WORK REQUIRED » Starting with the first line of the listing, quote each line exactly until and including the one with "the white banner", leaving pictures out.

SUPPLIED RECORDS »
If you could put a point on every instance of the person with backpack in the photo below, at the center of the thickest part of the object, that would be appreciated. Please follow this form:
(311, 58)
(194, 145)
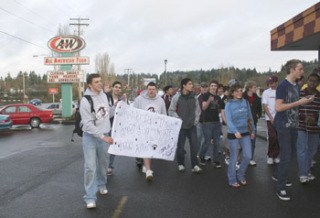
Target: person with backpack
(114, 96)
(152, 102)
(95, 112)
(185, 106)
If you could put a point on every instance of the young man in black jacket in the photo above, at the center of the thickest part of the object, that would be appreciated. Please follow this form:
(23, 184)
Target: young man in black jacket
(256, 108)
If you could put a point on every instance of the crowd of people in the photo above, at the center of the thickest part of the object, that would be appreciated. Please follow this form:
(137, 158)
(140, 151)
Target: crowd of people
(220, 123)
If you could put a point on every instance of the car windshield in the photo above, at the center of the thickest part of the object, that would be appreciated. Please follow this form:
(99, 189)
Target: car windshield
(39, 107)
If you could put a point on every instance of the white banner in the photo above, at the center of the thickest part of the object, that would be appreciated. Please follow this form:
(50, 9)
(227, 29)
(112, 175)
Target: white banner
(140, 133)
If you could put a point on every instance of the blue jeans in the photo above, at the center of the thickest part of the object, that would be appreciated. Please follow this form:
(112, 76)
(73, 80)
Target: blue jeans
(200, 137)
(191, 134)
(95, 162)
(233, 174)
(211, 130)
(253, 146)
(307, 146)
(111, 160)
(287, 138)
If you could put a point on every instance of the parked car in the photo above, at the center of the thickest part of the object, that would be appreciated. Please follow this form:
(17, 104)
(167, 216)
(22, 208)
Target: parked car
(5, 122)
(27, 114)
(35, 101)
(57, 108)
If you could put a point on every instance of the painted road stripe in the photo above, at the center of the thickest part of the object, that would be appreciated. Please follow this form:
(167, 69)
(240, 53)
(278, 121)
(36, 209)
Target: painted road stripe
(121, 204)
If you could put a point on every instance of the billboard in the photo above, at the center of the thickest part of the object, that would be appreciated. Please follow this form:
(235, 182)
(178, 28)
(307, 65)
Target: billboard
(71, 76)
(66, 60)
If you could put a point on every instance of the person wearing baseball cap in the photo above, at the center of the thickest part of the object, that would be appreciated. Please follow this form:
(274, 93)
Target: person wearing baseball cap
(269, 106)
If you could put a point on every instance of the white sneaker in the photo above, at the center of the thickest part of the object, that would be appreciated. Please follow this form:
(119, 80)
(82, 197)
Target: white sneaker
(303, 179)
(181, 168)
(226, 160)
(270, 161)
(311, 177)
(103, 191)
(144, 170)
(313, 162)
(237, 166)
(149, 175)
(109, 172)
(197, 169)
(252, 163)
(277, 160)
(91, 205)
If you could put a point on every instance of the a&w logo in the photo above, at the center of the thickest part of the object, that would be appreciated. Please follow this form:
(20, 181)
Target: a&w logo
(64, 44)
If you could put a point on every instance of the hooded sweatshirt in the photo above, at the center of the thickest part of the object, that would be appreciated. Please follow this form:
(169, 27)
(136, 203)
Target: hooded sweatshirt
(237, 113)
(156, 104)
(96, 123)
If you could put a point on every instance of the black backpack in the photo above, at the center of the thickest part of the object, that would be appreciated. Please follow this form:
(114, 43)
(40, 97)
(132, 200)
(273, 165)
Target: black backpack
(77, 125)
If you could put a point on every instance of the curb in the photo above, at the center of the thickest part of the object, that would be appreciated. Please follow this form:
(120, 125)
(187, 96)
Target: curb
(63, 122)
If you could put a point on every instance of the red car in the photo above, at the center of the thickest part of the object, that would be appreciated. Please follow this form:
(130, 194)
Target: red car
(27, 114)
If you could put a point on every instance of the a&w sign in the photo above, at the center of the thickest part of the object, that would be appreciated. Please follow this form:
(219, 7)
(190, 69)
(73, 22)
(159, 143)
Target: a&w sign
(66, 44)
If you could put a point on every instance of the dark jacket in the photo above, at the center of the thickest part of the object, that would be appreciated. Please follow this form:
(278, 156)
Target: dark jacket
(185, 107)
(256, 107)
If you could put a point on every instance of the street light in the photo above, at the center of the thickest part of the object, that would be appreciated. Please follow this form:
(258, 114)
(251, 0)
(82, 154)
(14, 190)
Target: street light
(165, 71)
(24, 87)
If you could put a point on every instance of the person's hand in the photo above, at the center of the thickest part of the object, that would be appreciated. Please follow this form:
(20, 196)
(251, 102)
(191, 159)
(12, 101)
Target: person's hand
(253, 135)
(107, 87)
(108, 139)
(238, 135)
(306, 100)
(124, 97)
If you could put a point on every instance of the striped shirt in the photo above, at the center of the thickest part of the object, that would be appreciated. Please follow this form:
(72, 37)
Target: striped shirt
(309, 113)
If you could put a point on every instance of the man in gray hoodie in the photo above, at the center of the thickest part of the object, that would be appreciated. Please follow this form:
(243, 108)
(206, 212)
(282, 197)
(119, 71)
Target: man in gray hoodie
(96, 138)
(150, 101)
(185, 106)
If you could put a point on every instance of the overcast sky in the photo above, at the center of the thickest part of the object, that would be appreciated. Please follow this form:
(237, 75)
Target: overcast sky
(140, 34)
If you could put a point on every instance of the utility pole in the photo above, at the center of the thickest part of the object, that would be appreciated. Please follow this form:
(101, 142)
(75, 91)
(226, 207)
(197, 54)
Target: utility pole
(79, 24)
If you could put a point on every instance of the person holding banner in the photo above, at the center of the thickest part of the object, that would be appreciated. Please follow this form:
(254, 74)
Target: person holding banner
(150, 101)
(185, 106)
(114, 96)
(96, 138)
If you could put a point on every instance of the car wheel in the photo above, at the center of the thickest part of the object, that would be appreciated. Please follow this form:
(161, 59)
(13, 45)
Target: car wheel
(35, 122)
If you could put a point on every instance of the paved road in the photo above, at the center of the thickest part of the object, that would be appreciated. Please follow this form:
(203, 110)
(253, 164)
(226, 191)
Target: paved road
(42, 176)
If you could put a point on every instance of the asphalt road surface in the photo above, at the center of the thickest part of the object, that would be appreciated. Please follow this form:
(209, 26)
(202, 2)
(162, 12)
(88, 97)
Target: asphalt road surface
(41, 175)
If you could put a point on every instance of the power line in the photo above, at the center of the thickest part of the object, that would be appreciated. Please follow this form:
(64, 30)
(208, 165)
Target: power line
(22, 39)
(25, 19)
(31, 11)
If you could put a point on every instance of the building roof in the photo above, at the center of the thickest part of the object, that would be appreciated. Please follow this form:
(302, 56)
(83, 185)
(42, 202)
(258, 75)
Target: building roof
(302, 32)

ANSWER BOX »
If you could put a point on every instance of the person with backpack in the photo below, at the center of the thickest part of the object, that would be appreciated. Please follow this form:
(311, 58)
(194, 145)
Target: person with backpack
(114, 96)
(152, 102)
(95, 112)
(185, 106)
If you could put a point on every instance of the young man in black jacket in the photo above, at the center of the thickest part of the object, that would be appreciated. Please follow this form:
(23, 184)
Target: young man in black jacket
(256, 108)
If you could put a point on every instance of the crowd of people in the photo above, at the center of the thickest part of the object, that would be appreciated. Please follow this form:
(137, 158)
(140, 151)
Target: crowd of people
(220, 123)
If you could put a point on every instance of the car windshield in the photo above, at the center of the thickest part of the object, that would be appreciated. Please follow this form:
(99, 189)
Target: car windshield
(39, 107)
If you could put a point on every instance of the white banner in the photo above, at the center of the thickest part of the object, that would be appreciated. Please follow this form:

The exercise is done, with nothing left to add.